Passage to read
☆ ☆ ☆ ☆ ☆ ☆ ☆
People around the Great Lakes might not like their tax dollars heading off to Washington each year, but this year a good portion of those dollars are expected to come back home. The Great Lakes Restoration Initiative would provide at least $400 million to help clean up and restore the Great Lakes. The investment is based on economists’ predictions that restoration can jump start the region’s economy while paying for itself – it would be a 2-to-1 investment.
Ohio resident Calvin Jefferson and his family were heading to the lake for the afternoon when he told WKYC, “I’d pay to get $2 dollars back for a $1 investment if it’s something worth it, like the beaches here.”
That same day, Healing Our Waters held an event in downtown Cleveland to highlight the GLRI and US Senator Sherrod Brown (D-OH) said, “This federal money just makes great sense. Investing in the Great Lakes region is an important way to promote economic development.”
☆ ☆ ☆ ☆ ☆ ☆ ☆
List of tasks
A) Decide whether each statement agrees with the passage on Great Lakes restoration funding: (i) the Great Lakes Restoration Initiative would provide at least $400 million; (ii) Healing Our Waters held its event in Columbus; (iii) economists expect restoration to be a 2-to-1 investment. For each, answer yes or no and quote the deciding words.
B) Resume the passage on Great Lakes restoration funding, starting after its last sentence.
The records have no connection to the passage on Great Lakes restoration funding.

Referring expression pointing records
☆ ☆ ☆ ☆ ☆ ☆ ☆
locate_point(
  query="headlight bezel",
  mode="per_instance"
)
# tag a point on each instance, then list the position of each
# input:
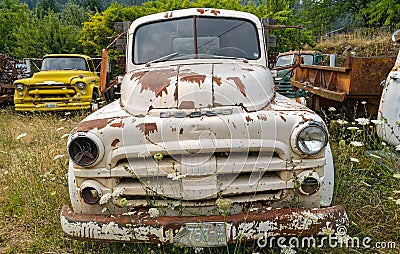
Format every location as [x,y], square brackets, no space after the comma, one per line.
[301,148]
[80,85]
[20,87]
[76,142]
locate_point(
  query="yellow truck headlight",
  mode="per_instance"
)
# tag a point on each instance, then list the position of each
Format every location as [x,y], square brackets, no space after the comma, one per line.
[20,87]
[80,85]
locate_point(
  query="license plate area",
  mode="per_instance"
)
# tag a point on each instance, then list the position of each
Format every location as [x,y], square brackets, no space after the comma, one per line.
[202,234]
[50,105]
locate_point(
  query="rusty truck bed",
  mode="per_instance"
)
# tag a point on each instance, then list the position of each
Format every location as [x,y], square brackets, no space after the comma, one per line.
[359,80]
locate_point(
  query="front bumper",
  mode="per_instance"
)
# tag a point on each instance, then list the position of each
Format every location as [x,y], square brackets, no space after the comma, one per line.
[203,231]
[52,106]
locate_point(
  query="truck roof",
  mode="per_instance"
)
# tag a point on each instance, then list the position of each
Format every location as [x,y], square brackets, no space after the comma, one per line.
[67,55]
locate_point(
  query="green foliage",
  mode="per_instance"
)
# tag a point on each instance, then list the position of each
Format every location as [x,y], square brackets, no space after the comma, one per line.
[12,16]
[45,35]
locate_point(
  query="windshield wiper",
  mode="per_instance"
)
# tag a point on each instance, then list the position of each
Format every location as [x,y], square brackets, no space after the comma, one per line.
[163,58]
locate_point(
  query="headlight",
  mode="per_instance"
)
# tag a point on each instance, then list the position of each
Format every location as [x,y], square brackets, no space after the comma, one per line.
[80,85]
[85,149]
[309,138]
[19,87]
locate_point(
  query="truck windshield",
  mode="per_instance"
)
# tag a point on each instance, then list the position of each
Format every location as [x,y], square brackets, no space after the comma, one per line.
[64,63]
[209,38]
[285,60]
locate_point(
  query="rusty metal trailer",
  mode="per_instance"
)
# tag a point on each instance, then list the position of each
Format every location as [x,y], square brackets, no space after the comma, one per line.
[344,87]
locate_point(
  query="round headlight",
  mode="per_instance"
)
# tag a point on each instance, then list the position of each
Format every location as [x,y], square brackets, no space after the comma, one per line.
[19,87]
[80,85]
[311,138]
[84,150]
[309,186]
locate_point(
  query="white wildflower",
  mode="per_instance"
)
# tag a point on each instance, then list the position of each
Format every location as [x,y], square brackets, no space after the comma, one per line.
[362,121]
[342,122]
[64,136]
[118,192]
[366,184]
[105,198]
[198,250]
[354,160]
[57,157]
[352,128]
[175,176]
[377,122]
[356,143]
[154,212]
[311,216]
[110,226]
[328,231]
[21,135]
[287,250]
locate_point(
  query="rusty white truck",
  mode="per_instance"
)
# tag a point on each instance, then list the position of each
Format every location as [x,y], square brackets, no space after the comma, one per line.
[199,150]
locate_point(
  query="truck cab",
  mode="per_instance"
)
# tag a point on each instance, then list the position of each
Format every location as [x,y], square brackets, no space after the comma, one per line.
[65,82]
[199,150]
[284,69]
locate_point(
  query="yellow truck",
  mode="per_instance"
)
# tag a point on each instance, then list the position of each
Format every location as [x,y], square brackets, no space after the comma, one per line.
[65,82]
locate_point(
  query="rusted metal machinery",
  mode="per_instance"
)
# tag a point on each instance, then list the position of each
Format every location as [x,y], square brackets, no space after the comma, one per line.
[7,74]
[343,87]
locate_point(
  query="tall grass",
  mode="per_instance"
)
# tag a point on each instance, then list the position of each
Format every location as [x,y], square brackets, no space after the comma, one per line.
[33,187]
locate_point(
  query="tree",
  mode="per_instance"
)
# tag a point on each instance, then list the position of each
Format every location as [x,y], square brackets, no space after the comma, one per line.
[12,16]
[45,35]
[383,13]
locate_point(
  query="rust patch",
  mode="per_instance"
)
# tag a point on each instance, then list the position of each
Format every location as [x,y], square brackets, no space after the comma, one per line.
[115,142]
[168,16]
[156,81]
[118,125]
[239,84]
[187,105]
[262,117]
[248,69]
[215,12]
[96,124]
[217,80]
[194,78]
[147,128]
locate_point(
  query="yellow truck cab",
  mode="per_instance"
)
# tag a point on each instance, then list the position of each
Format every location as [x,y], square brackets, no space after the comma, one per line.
[65,82]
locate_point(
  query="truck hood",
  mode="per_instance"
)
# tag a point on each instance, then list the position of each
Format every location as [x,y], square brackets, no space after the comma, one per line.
[196,87]
[61,76]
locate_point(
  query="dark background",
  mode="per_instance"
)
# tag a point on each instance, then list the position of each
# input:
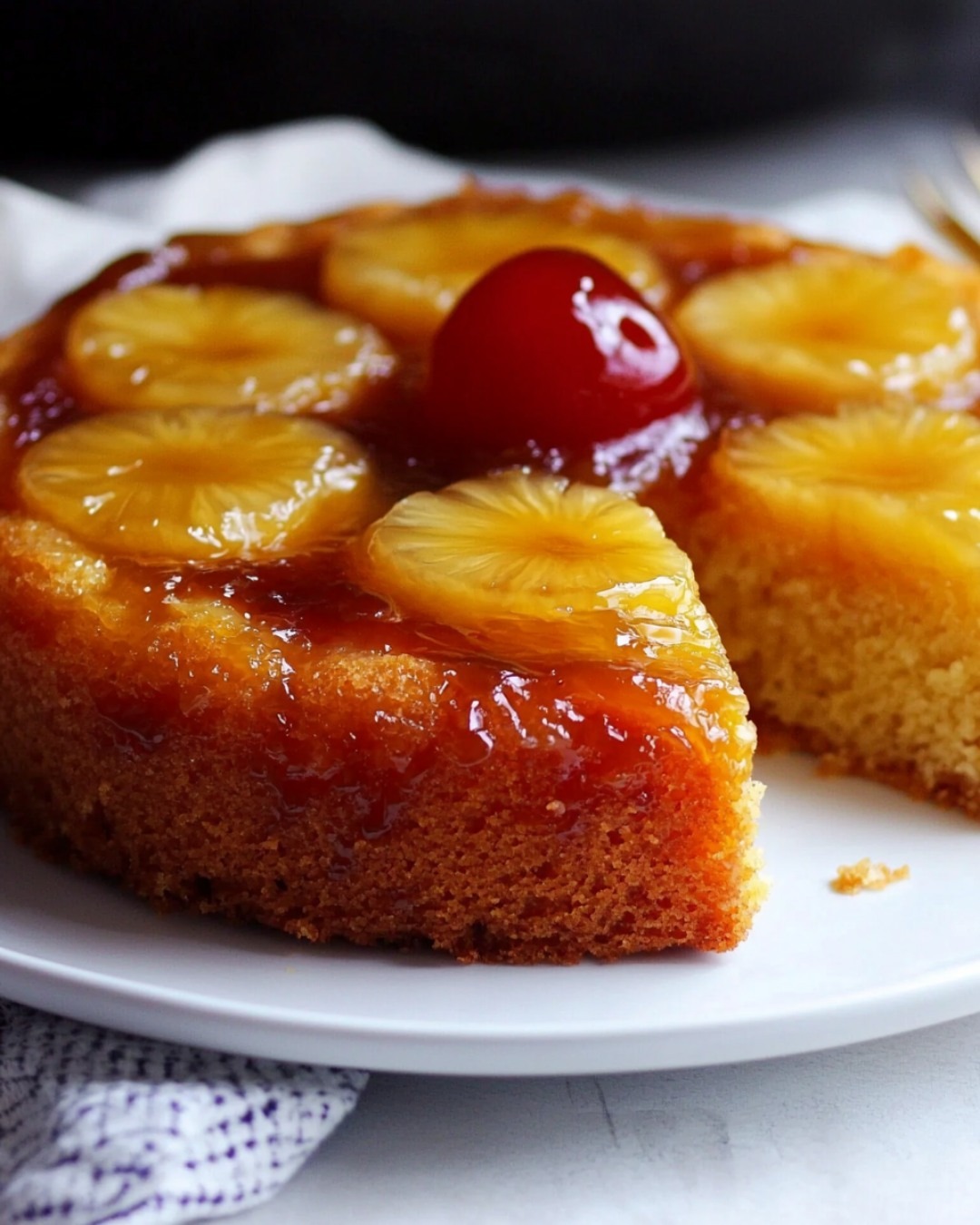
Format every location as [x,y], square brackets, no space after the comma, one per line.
[112,83]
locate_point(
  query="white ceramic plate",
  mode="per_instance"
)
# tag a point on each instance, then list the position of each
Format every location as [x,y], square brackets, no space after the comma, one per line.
[818,970]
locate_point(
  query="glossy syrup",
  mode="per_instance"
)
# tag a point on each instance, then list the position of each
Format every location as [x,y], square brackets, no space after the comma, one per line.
[597,725]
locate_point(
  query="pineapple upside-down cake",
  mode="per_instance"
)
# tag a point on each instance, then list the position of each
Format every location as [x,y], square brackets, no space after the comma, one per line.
[335,590]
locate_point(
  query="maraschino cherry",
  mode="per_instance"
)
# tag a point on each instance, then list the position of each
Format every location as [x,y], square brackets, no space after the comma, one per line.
[552,348]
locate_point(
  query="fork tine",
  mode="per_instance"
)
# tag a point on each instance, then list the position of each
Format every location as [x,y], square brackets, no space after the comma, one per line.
[934,207]
[966,144]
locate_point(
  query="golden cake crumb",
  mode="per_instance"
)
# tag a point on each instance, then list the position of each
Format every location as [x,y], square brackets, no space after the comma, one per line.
[865,875]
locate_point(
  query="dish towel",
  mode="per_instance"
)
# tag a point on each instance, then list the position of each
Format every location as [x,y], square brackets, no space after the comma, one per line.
[98,1126]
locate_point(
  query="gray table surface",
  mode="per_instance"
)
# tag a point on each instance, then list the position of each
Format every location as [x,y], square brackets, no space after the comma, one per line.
[885,1130]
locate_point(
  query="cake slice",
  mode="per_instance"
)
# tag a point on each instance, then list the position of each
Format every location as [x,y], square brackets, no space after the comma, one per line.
[267,652]
[840,556]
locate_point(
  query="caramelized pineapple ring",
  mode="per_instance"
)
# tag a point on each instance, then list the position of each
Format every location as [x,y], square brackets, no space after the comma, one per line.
[816,331]
[406,273]
[179,346]
[904,480]
[200,484]
[538,570]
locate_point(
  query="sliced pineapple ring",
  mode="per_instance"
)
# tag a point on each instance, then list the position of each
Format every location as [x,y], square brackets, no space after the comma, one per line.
[534,569]
[406,273]
[826,328]
[904,480]
[181,346]
[200,484]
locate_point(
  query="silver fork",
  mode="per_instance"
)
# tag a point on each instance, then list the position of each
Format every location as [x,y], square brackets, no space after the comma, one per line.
[935,200]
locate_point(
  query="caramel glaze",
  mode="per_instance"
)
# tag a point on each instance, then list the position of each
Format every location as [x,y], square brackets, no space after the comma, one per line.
[309,606]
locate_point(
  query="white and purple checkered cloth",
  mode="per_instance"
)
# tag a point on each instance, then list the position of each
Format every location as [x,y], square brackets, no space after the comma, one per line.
[101,1127]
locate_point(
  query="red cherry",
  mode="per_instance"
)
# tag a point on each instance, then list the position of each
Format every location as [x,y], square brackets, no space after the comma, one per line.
[552,347]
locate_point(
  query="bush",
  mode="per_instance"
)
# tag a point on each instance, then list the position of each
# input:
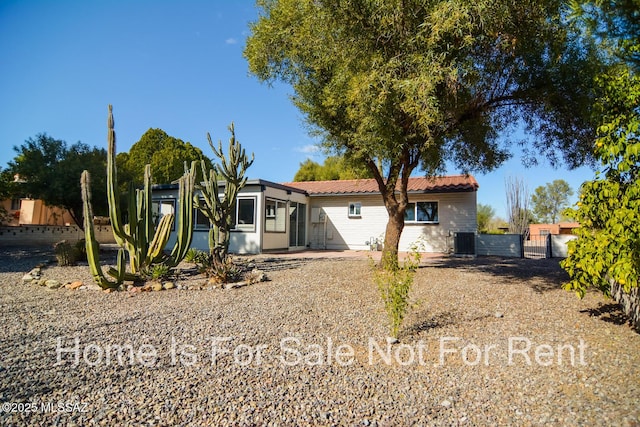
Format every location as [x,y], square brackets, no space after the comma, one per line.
[66,253]
[394,283]
[225,272]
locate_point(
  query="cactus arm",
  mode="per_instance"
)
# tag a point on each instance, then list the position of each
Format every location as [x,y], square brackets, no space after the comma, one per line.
[186,201]
[93,251]
[146,216]
[113,195]
[160,238]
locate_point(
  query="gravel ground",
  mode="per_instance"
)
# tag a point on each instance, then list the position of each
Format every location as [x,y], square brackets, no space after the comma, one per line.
[308,347]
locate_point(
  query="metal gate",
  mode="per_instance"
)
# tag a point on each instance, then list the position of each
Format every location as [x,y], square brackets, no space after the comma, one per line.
[464,243]
[536,245]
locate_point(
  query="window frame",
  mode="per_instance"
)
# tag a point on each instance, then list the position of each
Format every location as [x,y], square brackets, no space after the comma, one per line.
[355,210]
[412,207]
[275,217]
[157,216]
[247,228]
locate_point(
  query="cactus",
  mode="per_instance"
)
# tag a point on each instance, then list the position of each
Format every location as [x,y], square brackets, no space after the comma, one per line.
[93,251]
[220,211]
[144,242]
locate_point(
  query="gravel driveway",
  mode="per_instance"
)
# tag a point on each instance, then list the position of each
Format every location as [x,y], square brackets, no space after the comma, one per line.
[488,342]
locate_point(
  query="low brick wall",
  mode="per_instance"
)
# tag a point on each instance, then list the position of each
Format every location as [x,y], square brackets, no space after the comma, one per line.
[43,235]
[505,245]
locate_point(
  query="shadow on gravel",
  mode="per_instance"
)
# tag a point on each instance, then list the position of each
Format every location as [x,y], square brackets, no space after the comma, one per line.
[23,259]
[276,263]
[610,313]
[439,320]
[540,274]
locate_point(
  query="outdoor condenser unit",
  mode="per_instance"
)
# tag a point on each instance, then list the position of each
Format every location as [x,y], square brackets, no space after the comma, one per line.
[464,243]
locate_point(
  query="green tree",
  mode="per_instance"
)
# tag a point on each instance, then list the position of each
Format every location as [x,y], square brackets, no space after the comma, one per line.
[550,200]
[333,168]
[405,85]
[50,171]
[485,214]
[166,155]
[608,244]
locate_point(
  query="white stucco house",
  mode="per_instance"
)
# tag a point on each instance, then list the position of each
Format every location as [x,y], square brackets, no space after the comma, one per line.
[337,215]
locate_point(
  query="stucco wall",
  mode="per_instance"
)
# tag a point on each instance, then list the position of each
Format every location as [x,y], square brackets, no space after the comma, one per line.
[456,212]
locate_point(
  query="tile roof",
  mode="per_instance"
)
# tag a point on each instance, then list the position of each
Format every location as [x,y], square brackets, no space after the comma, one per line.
[441,184]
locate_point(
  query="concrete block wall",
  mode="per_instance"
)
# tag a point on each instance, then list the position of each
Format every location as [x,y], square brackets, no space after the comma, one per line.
[43,235]
[504,245]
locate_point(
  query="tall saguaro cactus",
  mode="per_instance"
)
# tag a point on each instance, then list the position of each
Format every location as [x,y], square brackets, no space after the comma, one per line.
[144,242]
[93,251]
[221,210]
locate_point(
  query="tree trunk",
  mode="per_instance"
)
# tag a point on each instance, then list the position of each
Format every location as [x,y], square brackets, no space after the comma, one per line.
☆ ☆ ☆ ☆ ☆ ☆ ☆
Activity answers
A)
(i) Yes: "would provide at least $400 million to help clean up and restore the Great Lakes"
(ii) No: "Healing Our Waters held an event in downtown Cleveland"
(iii) Yes: "it would be a 2-to-1 investment"

B)
The GLRI was first proposed by President Obama in his budget and then subsequently approved of by the US House; it is now awaiting a vote in the US Senate. The one-year initiative focuses on four areas by setting aside $147 million to clean up toxic substances, $97 million for near-shore health and non-point pollution, $60 million to fight invasive species and $105 million is dedicated to habitat and wildlife restoration. The hope is that it will be renewed each year over the next half decade.
Another big problem in the Great Lakes is sewage. Our region’s antique combined storm and sewer system, built way too long ago and not adequately maintained, is a major polluter in our Lakes. In fact, when the total cost of restoration was calculated at $26 billion the majority of that money was intended for new sewer and water infrastructure projects. However, the federal government injected money for sewer overhaul and upkeep into the economic stimulus package. There has also been talk of increasing annual funding for the State Revolving Fund which is the traditional vehicle for paying for water infrastructure projects. The GLRI will focus on other problems in the Great Lakes.
”It (GLRI funding) really is a once-in-a-lifetime opportunity and we don’t want it to get messed up,” the Ohio Environmental Council’s Kristy Meyer told the Akron Beacon Journal at HOW’s Cleveland meeting. ”We feel responsible and we want to make sure the money is spent wisely.”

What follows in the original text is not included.